#### Exercise description:
Set out the data lines as a numbered list, beginning with the line that contains "face, your assistance would be valued." and ending with the line that contains "M 525 188 L". Include both of those lines and leave out any blank lines.

#### Stored rows:
.....

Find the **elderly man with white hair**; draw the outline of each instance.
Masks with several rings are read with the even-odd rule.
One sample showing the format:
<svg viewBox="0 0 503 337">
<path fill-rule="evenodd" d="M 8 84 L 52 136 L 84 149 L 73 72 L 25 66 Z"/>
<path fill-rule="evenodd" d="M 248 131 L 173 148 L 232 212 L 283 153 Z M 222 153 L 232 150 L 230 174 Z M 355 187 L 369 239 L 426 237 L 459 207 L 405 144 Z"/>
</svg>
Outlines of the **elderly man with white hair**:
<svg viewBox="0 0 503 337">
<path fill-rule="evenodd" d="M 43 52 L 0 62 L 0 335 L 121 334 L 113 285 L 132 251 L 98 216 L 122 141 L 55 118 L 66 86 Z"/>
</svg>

.....

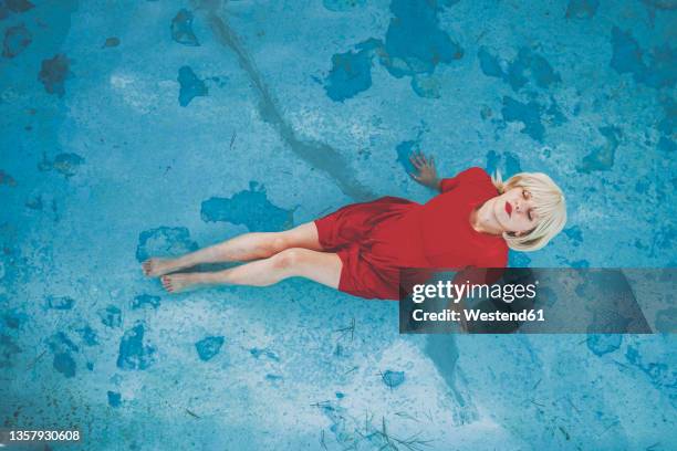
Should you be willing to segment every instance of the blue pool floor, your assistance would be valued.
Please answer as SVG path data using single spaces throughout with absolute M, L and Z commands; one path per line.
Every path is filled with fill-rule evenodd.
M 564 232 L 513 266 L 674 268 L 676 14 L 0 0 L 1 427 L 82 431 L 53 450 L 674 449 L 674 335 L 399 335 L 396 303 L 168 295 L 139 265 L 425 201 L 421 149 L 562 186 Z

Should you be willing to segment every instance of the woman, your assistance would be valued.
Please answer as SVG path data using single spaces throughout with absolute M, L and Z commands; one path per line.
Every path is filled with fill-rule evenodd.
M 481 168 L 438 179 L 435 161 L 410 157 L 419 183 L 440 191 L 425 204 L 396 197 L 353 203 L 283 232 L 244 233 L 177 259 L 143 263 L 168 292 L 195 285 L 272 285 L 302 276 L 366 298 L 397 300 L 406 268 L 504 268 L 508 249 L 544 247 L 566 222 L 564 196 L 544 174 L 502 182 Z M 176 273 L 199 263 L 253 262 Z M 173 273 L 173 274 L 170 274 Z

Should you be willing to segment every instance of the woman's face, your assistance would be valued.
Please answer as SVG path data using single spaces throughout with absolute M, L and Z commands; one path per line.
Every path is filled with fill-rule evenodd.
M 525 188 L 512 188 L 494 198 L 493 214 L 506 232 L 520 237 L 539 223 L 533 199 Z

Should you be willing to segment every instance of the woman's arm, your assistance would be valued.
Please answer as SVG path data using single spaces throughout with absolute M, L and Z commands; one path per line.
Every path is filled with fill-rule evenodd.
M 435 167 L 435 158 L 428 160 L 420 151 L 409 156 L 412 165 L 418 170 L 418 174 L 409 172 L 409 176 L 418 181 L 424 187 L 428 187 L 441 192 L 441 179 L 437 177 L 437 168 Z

.....

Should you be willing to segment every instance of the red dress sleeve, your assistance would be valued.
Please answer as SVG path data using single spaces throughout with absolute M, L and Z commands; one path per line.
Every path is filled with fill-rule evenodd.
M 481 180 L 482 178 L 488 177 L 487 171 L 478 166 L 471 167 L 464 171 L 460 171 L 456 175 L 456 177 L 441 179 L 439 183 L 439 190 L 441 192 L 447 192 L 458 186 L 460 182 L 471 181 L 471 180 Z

.....

#### Solution to this problem:
1. Should you be willing to segment every instance of the woman's face, your assistance would be valued.
2. Please answer as SVG path data using single spaces throughout with absolute M, L and Z commands; one path per line.
3. Every path is filled with fill-rule evenodd.
4. M 525 188 L 512 188 L 494 198 L 493 214 L 506 232 L 520 237 L 539 223 L 533 199 Z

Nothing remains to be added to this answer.